**CHALLENGE:**
Reproduce the material from its first line through the line containing "[[575, 212], [549, 210]]", scaling each answer coordinate by 1.5 and rounding to whole numbers, halves up. Keep the requests and their sample points unchanged, and leave the pictures out.

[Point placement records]
□ □ □
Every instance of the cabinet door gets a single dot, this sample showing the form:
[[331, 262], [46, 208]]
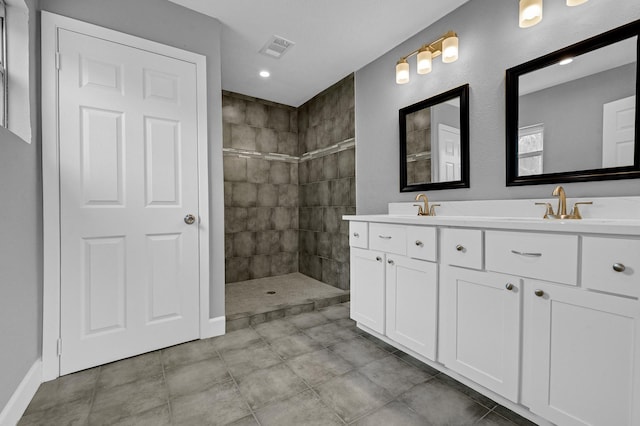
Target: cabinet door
[[584, 356], [481, 328], [412, 308], [367, 288]]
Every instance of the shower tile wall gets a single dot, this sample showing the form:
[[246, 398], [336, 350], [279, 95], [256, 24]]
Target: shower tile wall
[[260, 190], [326, 129]]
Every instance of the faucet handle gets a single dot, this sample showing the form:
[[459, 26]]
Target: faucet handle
[[575, 212], [549, 210]]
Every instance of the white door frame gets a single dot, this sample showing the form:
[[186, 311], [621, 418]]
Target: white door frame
[[51, 23]]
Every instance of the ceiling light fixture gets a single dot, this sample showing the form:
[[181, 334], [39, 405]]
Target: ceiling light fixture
[[531, 11], [447, 46]]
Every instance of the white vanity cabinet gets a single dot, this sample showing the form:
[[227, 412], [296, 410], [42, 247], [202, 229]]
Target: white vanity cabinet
[[582, 356], [394, 288], [541, 316], [480, 339]]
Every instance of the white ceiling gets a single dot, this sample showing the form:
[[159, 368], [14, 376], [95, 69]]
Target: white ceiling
[[333, 38]]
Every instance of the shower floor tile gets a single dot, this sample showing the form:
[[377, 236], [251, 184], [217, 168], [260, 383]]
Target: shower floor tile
[[265, 299]]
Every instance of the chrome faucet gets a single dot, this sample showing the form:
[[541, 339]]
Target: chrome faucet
[[562, 206], [422, 211]]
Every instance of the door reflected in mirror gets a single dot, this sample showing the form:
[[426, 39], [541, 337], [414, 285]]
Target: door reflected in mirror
[[572, 114], [434, 142]]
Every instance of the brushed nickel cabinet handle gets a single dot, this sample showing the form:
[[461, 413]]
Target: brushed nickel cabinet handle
[[520, 253], [619, 267]]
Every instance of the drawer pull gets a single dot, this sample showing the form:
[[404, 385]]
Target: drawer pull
[[519, 253], [619, 267]]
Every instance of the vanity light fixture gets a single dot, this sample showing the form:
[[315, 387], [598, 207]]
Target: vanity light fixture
[[446, 45]]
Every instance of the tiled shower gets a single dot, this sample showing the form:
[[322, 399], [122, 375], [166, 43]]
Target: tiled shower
[[289, 176]]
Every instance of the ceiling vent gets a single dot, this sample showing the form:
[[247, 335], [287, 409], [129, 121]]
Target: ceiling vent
[[276, 47]]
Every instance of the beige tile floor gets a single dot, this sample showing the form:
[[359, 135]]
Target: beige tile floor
[[315, 368]]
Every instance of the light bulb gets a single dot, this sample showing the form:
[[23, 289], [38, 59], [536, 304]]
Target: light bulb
□ □ □
**ANSWER FOR THIS EXERCISE:**
Every instance of the cabinet door gets a single dot, this sample showing the form:
[[331, 262], [46, 208]]
Target: cabinet door
[[876, 534], [722, 492], [618, 462], [551, 432]]
Every instance of the shower tile wall gets a single dot, this sample showing the form:
[[246, 398], [336, 350], [279, 95], [256, 24]]
Target: shower tile wall
[[390, 285], [489, 194]]
Every instance of the faucet handle gets a single dot, this sample showing the form:
[[459, 26]]
Target: faucet handle
[[863, 318], [824, 315]]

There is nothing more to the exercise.